In the records below, find the line with "find the hillside;" and repeat it and every line after it, exactly, without any pictures.

**Pointing dataset records**
::::

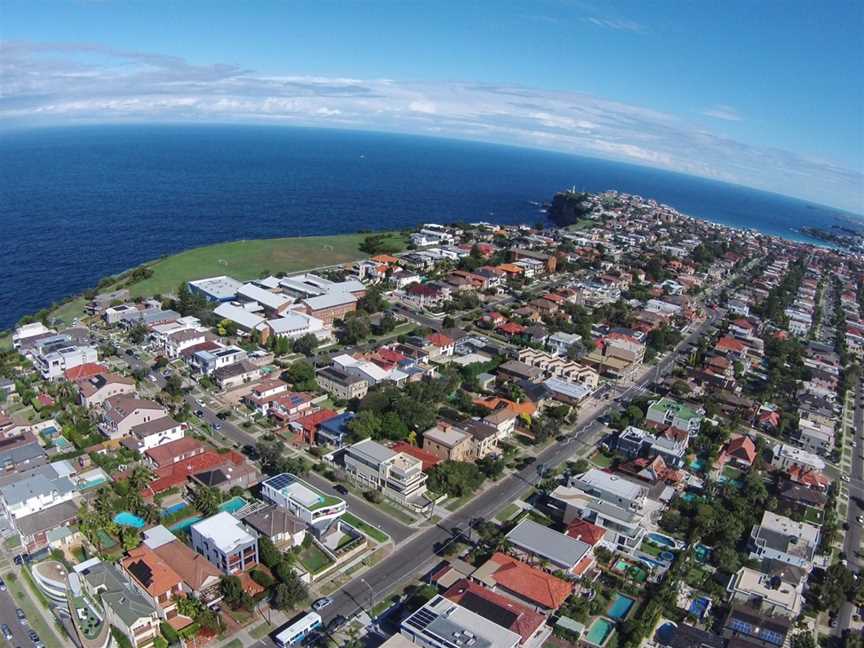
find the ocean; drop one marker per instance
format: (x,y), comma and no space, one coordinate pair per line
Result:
(80,203)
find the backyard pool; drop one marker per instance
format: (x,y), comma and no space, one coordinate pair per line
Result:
(174,508)
(185,524)
(600,632)
(702,552)
(125,518)
(233,505)
(698,607)
(620,606)
(660,539)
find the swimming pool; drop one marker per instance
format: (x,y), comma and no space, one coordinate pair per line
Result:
(698,607)
(702,552)
(620,606)
(600,632)
(125,518)
(233,505)
(185,523)
(659,538)
(174,508)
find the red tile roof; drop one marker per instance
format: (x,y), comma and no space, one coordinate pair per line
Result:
(87,370)
(429,460)
(585,531)
(526,621)
(530,583)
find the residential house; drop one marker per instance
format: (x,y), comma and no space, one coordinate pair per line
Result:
(224,541)
(124,606)
(95,390)
(397,475)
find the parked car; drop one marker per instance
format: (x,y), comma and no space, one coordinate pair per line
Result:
(321,603)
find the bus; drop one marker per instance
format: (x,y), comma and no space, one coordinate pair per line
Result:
(296,631)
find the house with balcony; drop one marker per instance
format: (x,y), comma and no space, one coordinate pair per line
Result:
(668,412)
(317,509)
(199,577)
(780,538)
(224,541)
(397,475)
(154,580)
(123,605)
(121,413)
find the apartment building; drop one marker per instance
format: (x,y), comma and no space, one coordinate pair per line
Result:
(317,509)
(397,475)
(224,541)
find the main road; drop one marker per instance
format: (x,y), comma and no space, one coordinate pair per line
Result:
(419,554)
(852,541)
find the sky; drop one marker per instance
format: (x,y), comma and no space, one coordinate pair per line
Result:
(764,94)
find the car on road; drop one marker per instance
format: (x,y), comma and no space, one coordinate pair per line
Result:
(321,603)
(336,622)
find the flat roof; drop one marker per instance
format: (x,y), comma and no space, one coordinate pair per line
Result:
(543,541)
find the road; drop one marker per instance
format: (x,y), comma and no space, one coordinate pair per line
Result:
(419,554)
(852,540)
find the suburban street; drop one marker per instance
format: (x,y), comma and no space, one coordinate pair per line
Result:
(852,540)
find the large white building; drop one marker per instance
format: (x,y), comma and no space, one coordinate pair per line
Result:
(224,541)
(316,509)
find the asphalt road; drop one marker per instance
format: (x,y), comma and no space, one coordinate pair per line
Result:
(7,616)
(418,555)
(852,540)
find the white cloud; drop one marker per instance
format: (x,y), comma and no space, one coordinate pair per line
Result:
(727,113)
(55,84)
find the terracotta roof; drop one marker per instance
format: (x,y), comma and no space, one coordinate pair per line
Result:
(190,566)
(150,571)
(87,370)
(439,340)
(166,453)
(523,620)
(530,583)
(429,460)
(585,531)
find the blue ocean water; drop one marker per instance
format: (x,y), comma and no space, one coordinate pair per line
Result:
(79,203)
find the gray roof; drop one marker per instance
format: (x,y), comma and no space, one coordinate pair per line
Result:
(117,594)
(33,486)
(50,518)
(542,541)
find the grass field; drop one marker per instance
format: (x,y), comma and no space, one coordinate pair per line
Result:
(242,260)
(368,529)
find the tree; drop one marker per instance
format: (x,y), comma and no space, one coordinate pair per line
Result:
(289,593)
(301,375)
(268,553)
(306,344)
(367,424)
(455,478)
(355,329)
(207,500)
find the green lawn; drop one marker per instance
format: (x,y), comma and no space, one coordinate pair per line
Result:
(37,622)
(313,559)
(363,527)
(260,631)
(507,512)
(240,259)
(249,259)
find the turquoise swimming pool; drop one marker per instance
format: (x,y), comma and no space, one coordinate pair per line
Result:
(125,518)
(620,606)
(233,505)
(185,523)
(600,632)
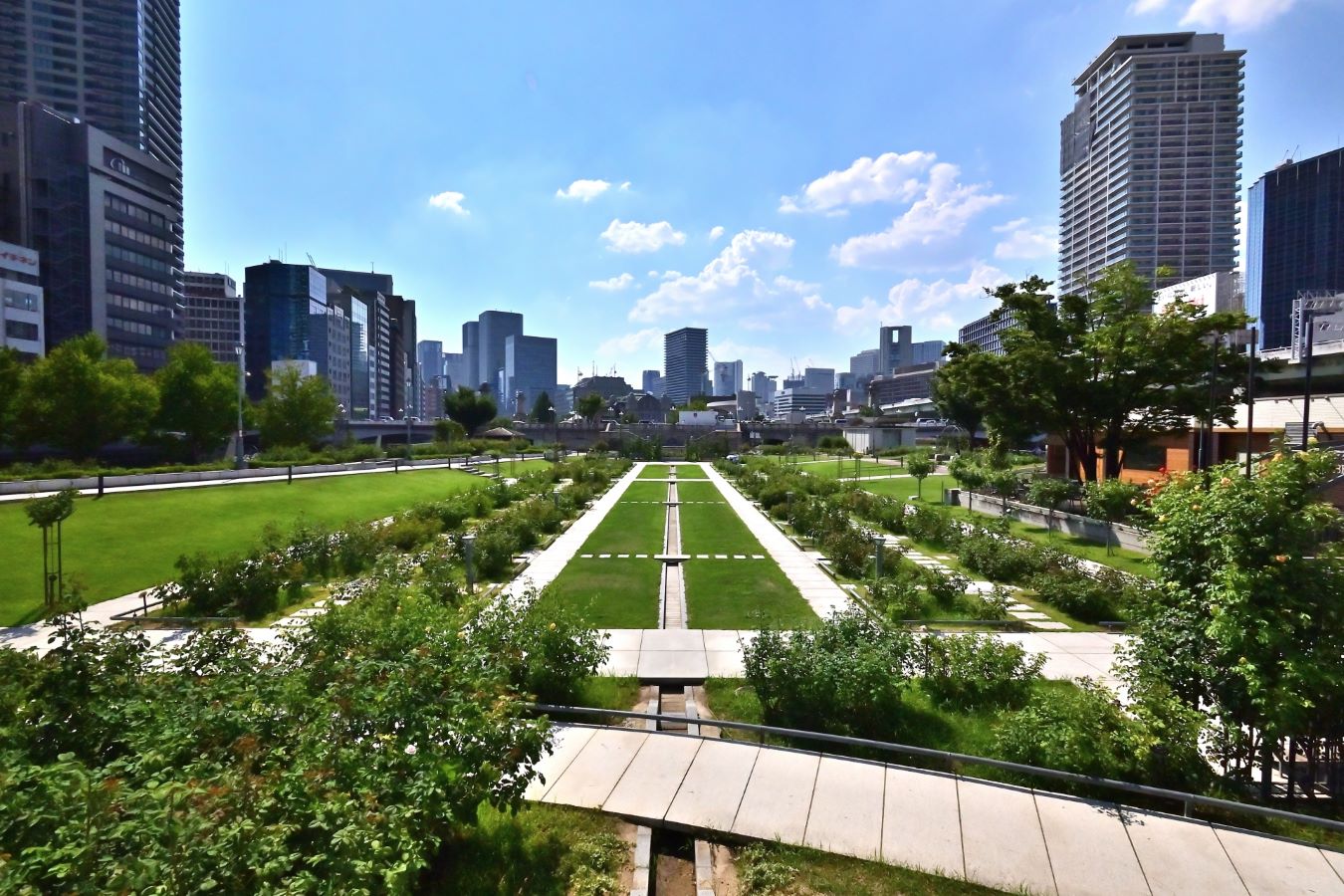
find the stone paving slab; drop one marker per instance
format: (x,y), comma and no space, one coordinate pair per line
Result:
(1002,837)
(588,780)
(652,780)
(714,784)
(847,807)
(1086,835)
(779,796)
(1266,864)
(1167,848)
(921,825)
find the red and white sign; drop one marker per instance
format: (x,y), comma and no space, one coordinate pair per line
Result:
(18,258)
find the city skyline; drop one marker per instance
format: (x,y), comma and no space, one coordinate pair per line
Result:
(553,189)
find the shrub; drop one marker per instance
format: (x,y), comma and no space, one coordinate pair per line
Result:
(970,670)
(1112,500)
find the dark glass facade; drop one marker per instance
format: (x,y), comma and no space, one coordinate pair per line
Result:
(1294,241)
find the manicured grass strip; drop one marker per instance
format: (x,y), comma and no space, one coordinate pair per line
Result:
(126,542)
(610,594)
(744,594)
(629,528)
(715,528)
(645,492)
(909,488)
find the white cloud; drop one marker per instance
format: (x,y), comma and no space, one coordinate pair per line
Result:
(633,237)
(584,189)
(611,284)
(930,305)
(889,177)
(1025,242)
(933,220)
(1221,14)
(449,200)
(732,281)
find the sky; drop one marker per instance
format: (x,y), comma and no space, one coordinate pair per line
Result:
(787,175)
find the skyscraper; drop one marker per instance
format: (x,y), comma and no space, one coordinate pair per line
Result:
(684,353)
(212,314)
(1149,160)
(1294,241)
(113,64)
(728,377)
(104,219)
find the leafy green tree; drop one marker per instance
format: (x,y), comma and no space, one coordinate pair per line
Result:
(11,384)
(471,410)
(298,410)
(588,406)
(1248,617)
(198,396)
(78,399)
(1101,371)
(544,411)
(920,466)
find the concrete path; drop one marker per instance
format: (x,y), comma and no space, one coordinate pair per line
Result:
(546,565)
(695,653)
(1012,838)
(816,587)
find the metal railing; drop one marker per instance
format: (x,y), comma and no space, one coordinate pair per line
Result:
(1187,799)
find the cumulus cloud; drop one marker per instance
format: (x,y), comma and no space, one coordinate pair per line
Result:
(940,215)
(633,237)
(1025,242)
(889,177)
(930,305)
(732,281)
(611,284)
(584,189)
(449,200)
(1232,15)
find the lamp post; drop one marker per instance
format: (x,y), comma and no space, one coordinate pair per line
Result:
(468,551)
(242,388)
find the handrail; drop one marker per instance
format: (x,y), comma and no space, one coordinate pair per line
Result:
(1187,799)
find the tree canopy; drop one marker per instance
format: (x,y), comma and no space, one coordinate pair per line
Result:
(471,410)
(1099,371)
(78,399)
(198,396)
(298,410)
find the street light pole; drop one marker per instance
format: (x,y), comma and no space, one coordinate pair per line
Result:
(242,373)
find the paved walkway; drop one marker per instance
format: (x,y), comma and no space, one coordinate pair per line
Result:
(695,653)
(1010,838)
(817,588)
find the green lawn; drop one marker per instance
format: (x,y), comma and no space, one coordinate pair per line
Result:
(610,594)
(645,492)
(744,594)
(629,528)
(909,488)
(715,528)
(126,542)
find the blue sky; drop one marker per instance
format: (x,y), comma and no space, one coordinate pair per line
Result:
(787,175)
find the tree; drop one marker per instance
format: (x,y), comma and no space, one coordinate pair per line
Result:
(544,411)
(1247,619)
(920,466)
(1101,371)
(298,410)
(198,398)
(11,383)
(78,399)
(471,410)
(588,406)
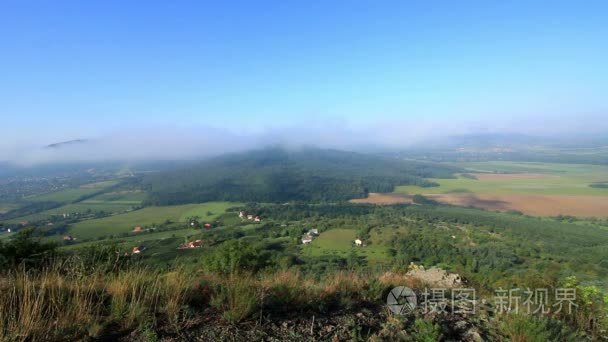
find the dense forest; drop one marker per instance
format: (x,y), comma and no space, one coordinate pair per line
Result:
(275,175)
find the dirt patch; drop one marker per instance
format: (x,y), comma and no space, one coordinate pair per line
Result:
(510,176)
(378,198)
(539,205)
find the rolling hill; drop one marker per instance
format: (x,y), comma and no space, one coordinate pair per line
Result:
(276,175)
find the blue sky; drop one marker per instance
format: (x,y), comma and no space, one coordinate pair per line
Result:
(80,68)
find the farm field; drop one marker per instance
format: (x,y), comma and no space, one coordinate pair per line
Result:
(147,239)
(148,216)
(339,242)
(81,207)
(532,188)
(122,197)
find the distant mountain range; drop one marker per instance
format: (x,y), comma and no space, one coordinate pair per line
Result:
(67,143)
(277,175)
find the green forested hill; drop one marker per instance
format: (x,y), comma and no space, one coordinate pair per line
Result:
(275,175)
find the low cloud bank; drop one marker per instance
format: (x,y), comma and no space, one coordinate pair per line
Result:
(168,142)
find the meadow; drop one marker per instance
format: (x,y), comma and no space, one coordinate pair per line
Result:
(71,194)
(339,242)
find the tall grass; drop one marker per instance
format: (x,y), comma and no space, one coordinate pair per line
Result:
(68,303)
(59,304)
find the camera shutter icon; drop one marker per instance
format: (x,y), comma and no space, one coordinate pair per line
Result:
(401,300)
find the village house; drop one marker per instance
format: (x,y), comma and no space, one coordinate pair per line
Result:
(191,244)
(138,249)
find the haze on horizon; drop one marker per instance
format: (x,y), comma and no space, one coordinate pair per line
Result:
(186,79)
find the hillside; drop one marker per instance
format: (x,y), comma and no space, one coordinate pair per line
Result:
(275,175)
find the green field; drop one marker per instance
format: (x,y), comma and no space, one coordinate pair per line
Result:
(149,216)
(80,207)
(147,239)
(71,194)
(545,179)
(339,242)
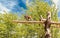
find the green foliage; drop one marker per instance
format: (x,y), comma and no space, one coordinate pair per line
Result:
(9,29)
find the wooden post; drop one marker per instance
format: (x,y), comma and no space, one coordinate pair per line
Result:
(47,23)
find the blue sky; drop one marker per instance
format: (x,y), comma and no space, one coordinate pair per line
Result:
(18,5)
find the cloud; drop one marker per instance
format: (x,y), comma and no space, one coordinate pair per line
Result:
(7,5)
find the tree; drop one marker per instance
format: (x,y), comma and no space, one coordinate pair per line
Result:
(35,9)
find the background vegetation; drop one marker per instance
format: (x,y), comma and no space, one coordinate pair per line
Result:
(9,29)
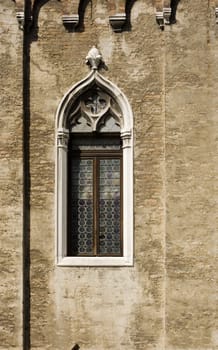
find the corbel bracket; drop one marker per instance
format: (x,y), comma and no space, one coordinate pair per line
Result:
(70,22)
(117,22)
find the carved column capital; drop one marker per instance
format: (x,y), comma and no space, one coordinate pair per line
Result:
(62,138)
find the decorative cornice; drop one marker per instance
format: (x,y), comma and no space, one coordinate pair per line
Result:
(94,58)
(163,17)
(117,22)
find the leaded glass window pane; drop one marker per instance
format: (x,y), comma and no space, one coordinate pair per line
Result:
(81,224)
(109,206)
(94,198)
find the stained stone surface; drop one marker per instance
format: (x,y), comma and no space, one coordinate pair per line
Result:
(167,300)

::::

**TASK ANSWER**
find the hillside; drop one marker per instance
format: (x,y), comma and no space, one coordinate pair per line
Result:
(275,175)
find the green field; drop one marker per instance
format: (x,y), comma and no space, one coordinate pair per line
Result:
(149,216)
(80,207)
(147,239)
(71,194)
(545,179)
(339,242)
find the green foliage; drop one marker per instance
format: (x,y), comma and no space, one coordinate pair per line
Result:
(9,29)
find the wooden post; drop one marker per instance
format: (x,y), comma and no space, one coordinate pair per line
Result:
(47,23)
find the blue sky; drop one marker per instance
format: (x,y), comma and no space, one coordinate pair per line
Result:
(18,5)
find the cloud; drop one marker per instance
format: (x,y), comma and no space, one coordinate pair per line
Result:
(7,5)
find the tree; drop one marker per instance
format: (x,y), comma and no space, one coordinate pair per line
Result:
(35,9)
find the background vegetation; drop one marker per instance
format: (x,y), comma and no space, one coordinate pair per line
Result:
(9,29)
find the corbel bracket; drop one marker per instance
format: (x,y), comma and no space, one coordinate pair per line
Result:
(70,22)
(117,22)
find the carved column capital; drop one marker per instance
format: (x,y), comma and no space, one coordinate pair per line
Result:
(62,138)
find the decorative cornice; drop one marker per instance
format: (x,y), comma and no space, one coordinate pair per line
Result:
(94,58)
(163,17)
(117,22)
find the leaded glass window pane; drop one marker per instance
format: (x,y), comma and no space, one coordinate pair per line
Result:
(81,224)
(109,206)
(94,198)
find the stained stone surface; drop one marker per instance
format: (x,y), comma and no space, one coordinate pair per line
Result:
(167,300)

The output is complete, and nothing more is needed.